* **TEXTAUSZUG**:
↓

Parallel dazu werde die Situation durch die Gefangenenaustausche zwischen Israel und der Hamas beeinflusst. Während israelische Geiseln aus dem Hamas-Angriff vom 7. Oktober 2023 freikommen, würden viele der freigelassenen palästinensischen Gefangenen seit Jahrzehnten in Haft sitzen. Menschenrechtsanwältin Sahar Francis, Leiterin der Addameer Prisoner Support and Human Rights Association, erklärte, dass hunderttausende Palästinenser, darunter viele Kinder, in den letzten Jahrzehnten ohne Anklage inhaftiert wurden.
?In israelischen Gefängnissen sind Misshandlungen an der Tagesordnung: Einschüchterung, sexuelle Belästigung, Schläge und Mangelernährung“, berichtete Francis. Besonders besorgniserregend sei der Ausbruch der infektiösen Hautkrankheit Krätze, die nach ihren Angaben in den letzten 15 Monaten zum Tod von mindestens 60 Gefangenen geführt habe.

↑

* **ARBEITSAUFTRAG**: Erkläre in ein bis drei Sätzen, weshalb der Ausbruch der Krätze laut dem Textauszug als besonders besorgniserregend gilt.

* **GEZEIGTES MATERIAL**:
↓

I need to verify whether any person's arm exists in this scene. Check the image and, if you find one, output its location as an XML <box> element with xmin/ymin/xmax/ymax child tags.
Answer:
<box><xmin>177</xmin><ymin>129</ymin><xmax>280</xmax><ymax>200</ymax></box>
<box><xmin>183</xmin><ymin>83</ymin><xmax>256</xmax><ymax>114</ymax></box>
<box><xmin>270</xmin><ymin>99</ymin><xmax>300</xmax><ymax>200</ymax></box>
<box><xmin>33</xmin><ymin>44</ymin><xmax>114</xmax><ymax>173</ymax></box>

↑

* **ANTWORTBEREICH**: Nach den Angaben von Sahar Francis hat die infektiöse Hautkrankheit Krätze in den letzten 15 Monaten zum Tod von mindestens 60 Gefangenen geführt.